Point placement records
+++

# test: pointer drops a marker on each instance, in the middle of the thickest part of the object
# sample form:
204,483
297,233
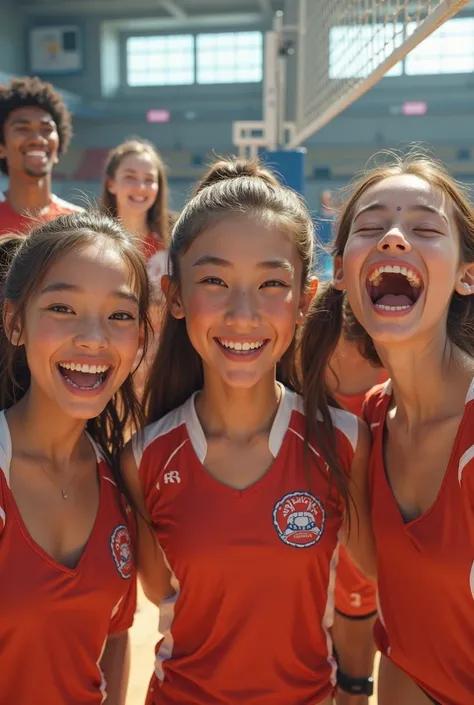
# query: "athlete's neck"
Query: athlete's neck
348,372
28,194
237,414
135,223
46,431
430,379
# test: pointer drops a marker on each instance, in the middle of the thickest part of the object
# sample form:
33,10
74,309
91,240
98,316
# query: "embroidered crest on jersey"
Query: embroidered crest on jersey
120,545
299,519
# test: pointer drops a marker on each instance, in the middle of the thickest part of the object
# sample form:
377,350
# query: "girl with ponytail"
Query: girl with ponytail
244,499
404,252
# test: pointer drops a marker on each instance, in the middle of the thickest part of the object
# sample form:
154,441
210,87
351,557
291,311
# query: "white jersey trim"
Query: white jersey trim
147,435
66,204
166,619
328,617
345,422
5,447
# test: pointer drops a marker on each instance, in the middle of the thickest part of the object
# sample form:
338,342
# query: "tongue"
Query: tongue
394,300
83,379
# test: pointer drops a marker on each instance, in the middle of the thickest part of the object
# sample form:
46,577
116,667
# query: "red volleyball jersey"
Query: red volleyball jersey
20,223
425,568
55,620
253,569
356,595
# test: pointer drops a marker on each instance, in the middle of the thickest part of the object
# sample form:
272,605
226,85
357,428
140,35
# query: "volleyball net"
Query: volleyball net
344,47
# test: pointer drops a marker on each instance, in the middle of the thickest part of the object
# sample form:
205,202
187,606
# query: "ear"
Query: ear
465,281
173,297
305,299
338,274
12,327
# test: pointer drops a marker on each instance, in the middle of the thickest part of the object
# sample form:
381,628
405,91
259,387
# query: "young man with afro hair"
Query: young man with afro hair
35,129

+++

• [TASK BRIEF] Without the pictures, restate each entry exactly.

• [ANSWER]
# test: pointer drops a marker on each instance, in the middle of the thickest part of the object
# sample form:
204,483
297,233
# query: "athlete's neck"
Query: athlete's neck
348,372
28,194
237,414
135,223
46,431
430,379
# test: pointer drops a marker on each instance, in the middle of the thickest part of the object
# sample form:
33,10
74,309
91,240
98,316
# query: "embroidered crest on jersey"
Query: embroidered crest on jersey
120,545
299,519
# test: pointer drops a marker on each instance, in the middle of the thickest part of the object
# sample form:
377,350
# query: "girl with ponytail"
Query: girl with ponytail
244,499
404,252
# test: pointer drops a marker on each instance, in the middle of the thickest part of the object
# sample form:
154,441
210,87
351,557
291,311
# query: "white jersey trim"
Query: white jersey trim
147,435
66,204
166,619
328,617
345,422
5,447
# test: pointer drops a marker on each instance, in the middle of the thickest part of the object
# sample form:
338,342
# query: "tongue"
Query: tongue
394,300
83,379
# test: pointer drops a marker on each instance, in the middle of the thickest part of the object
# sample form:
46,577
116,667
# query: "red volleyball jersey"
Query: red volleyball jersey
20,223
425,568
55,620
253,569
356,595
# test: pointer drops a marker on each instance, in the middle of the thickest part of the object
# sample form:
272,605
226,85
357,428
140,35
# query: "volleyball net"
Query: volleyball net
344,47
# test: pointer drops a marker on each instance, in the middle of the thickest part of the object
# sample form:
205,202
187,606
# query: "ear"
Query: ear
465,281
173,297
305,299
338,274
12,327
# test: pointer drops a marker on each instance, in the middle of the thickest part of the object
# sample form:
381,628
405,91
259,387
# query: "young man with afro hair"
Query: young man with afro hair
35,129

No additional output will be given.